→ Page
::::

5)         La conclusion en réclamation d'une somme d'argent

[72]        La conclusion en réclamation pour dommages est non particularisée. Elle se lit comme suit : « Condamner les défendeurs solidairement à payer au demandeur la somme de 99 999,00 $ ».

[73]        Le demandeur ne précise pas la nature des dommages pour lesquels il réclame un montant avoisinant les 100 000 $. Cette conclusion donne ouverture à une condamnation pour dommages compensatoires et, dans le cas où les conditions d'application seraient rencontrées, à une condamnation pour dommages et intérêts punitifs.

[74]        Évidemment, le total des dommages attribués ne pourrait dépasser 99 999 $ puisqu'autrement, les conclusions du jugement seraient ultra petita.

[75]        Le Tribunal a décidé que la condamnation aux dommages et intérêts compensatoires était inévitable. Il reste à décider si le demandeur a droit à des dommages et intérêts punitifs.

[76]        L'article 49 de la Charte des droits et libertés de la personne permet au Tribunal de condamner toute personne à des dommages et intérêts punitifs si elle atteint, de façon illicite et intentionnelle, au droit à la dignité et à la réputation d'une autre personne.

[77]        L'attribution des dommages et intérêts punitifs obéit donc à deux conditions :

«-   Il faut une atteinte à un droit reconnu par la Charte québécoise.

-       Cette atteinte doit être illicite et intentionnelle. »[41]

[78]        La Cour suprême a reconnu en 2010 le caractère autonome des dommages exemplaires. Ils nécessitent néanmoins la preuve d'une faute d'un dommage et d'un lien de causalité[42].

[79]        La Cour suprême a interprété l'article 49 de la Charte dans le sens où l'auteur de l'atteinte intentionnelle « a un état d'esprit qui dénote un désir, une volonté de causer les conséquences de sa conduite fautive ou encore s'il agit en toute connaissance des conséquences immédiates et naturelles ou au moins extrêmement probables que cette conduite engendrera. …»[43].

[80]        Dans Construction Val d'Or[44], la Cour d'appel précise :

« Le caractère intentionnel de la mauvaise conduite est donc essentiel et doit ressortir de la preuve. Le fait d'avoir agi d'une manière insouciante, excessive et déraisonnable n'est pas suffisant pour justifier une condamnation à des dommages punitifs. Cette analyse comporte deux volets. Le premier, subjectif, consiste à déterminer si l'auteur de la violation souhaitait la conséquence de son acte et le second, objectif, vise à évaluer si une personne raisonnable, dans la même situation que l'auteur, aurait pu prévoir les conséquences subies par la victime. »

[81]        Le Tribunal doit maintenant trancher le litige à la lumière des faits pertinents et du droit applicable.

::::

(Entrées enregistrées)
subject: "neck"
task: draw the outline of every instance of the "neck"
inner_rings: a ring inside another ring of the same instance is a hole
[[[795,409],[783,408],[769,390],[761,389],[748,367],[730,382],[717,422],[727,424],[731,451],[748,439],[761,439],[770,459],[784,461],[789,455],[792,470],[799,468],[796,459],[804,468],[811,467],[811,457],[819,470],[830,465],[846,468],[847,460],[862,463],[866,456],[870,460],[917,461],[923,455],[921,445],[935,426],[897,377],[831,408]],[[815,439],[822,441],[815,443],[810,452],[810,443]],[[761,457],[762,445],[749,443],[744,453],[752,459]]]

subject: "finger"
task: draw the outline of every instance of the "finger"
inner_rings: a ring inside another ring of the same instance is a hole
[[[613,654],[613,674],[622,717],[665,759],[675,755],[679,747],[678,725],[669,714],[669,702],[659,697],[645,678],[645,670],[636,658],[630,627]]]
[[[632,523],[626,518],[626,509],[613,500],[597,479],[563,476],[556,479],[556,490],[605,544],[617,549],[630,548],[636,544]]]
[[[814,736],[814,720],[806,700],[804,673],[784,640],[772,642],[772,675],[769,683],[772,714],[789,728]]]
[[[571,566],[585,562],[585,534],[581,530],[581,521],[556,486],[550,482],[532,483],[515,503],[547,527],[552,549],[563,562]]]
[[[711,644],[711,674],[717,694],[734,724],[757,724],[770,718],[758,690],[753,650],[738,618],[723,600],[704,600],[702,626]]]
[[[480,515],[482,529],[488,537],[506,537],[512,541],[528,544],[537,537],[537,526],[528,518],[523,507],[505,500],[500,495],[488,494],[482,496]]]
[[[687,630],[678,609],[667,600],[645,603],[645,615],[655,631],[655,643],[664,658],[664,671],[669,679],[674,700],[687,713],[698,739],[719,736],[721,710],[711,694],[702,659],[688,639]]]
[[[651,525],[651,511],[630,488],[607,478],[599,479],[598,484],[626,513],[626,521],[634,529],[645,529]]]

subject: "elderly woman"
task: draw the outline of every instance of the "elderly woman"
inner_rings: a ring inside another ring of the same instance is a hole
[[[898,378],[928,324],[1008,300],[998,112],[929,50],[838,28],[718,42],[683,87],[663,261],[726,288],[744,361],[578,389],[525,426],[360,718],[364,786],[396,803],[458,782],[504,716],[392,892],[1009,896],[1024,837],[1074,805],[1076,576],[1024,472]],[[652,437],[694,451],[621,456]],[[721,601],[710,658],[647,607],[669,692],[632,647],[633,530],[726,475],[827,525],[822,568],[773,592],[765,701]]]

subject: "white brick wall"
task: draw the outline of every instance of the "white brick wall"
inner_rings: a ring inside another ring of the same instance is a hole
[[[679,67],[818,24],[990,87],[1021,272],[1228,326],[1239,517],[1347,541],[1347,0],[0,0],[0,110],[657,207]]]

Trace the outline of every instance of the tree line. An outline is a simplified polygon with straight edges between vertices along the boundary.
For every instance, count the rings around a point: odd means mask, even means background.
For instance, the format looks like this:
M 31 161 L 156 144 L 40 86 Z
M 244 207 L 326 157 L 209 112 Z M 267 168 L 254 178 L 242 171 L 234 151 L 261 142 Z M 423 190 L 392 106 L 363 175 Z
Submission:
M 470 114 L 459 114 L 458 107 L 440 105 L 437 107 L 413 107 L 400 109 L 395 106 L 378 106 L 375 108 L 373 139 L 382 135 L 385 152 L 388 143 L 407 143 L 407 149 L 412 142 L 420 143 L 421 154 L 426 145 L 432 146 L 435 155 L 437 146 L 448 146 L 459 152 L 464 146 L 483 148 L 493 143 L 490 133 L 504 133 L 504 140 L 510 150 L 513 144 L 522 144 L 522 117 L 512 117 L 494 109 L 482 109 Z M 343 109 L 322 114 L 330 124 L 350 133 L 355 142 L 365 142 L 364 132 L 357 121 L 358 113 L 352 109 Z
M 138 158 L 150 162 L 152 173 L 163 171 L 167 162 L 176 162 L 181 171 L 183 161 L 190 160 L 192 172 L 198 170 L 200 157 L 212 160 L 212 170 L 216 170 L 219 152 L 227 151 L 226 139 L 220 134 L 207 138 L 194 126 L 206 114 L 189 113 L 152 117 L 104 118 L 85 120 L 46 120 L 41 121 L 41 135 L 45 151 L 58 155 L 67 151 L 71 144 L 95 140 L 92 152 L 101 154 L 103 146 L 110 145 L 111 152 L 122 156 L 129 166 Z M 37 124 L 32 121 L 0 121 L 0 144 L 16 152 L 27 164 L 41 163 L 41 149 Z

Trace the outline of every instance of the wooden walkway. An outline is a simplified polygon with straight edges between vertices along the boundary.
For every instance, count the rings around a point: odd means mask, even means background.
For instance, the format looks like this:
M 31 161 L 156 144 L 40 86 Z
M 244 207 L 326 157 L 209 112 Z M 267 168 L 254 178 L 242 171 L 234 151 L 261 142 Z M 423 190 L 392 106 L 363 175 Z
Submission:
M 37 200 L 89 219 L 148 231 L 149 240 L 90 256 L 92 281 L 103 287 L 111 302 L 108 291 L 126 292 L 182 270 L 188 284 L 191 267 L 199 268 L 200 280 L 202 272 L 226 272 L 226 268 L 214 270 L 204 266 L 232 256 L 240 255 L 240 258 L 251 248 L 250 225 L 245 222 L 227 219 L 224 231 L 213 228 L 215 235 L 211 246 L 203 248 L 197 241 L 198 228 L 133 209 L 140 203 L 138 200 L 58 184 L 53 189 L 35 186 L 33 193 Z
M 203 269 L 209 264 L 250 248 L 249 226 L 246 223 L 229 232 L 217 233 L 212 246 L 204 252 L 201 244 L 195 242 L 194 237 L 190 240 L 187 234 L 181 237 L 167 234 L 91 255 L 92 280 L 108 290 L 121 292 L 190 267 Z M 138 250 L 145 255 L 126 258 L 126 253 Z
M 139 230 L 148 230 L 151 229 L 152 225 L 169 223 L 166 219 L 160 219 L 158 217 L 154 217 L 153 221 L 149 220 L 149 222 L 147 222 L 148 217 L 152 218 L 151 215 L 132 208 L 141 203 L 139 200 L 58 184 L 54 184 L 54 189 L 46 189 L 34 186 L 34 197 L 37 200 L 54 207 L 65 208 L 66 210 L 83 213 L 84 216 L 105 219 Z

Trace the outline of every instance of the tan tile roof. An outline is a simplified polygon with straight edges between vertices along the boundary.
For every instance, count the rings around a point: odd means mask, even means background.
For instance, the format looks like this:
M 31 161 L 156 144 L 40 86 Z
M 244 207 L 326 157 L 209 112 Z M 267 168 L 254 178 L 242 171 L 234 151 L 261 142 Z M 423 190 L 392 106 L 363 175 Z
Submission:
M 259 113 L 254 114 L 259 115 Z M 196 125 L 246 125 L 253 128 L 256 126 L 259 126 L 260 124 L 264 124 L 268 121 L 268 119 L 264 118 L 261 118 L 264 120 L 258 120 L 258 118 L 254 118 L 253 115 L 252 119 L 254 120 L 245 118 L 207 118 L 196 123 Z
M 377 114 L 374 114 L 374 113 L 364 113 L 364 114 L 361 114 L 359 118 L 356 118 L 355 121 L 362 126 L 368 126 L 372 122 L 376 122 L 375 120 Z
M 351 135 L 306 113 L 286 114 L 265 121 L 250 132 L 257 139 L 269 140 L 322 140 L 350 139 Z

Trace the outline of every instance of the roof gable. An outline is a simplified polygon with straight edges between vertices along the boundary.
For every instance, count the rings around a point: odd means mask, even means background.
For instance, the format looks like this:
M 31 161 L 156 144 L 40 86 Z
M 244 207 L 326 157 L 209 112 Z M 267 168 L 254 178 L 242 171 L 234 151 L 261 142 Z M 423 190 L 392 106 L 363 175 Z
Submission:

::::

→ Énoncé du problème
D'après la page, quelle somme le demandeur veut-il que les défendeurs soient condamnés solidairement à lui payer ?

→ Réponse finale
La somme de 99 999,00 $.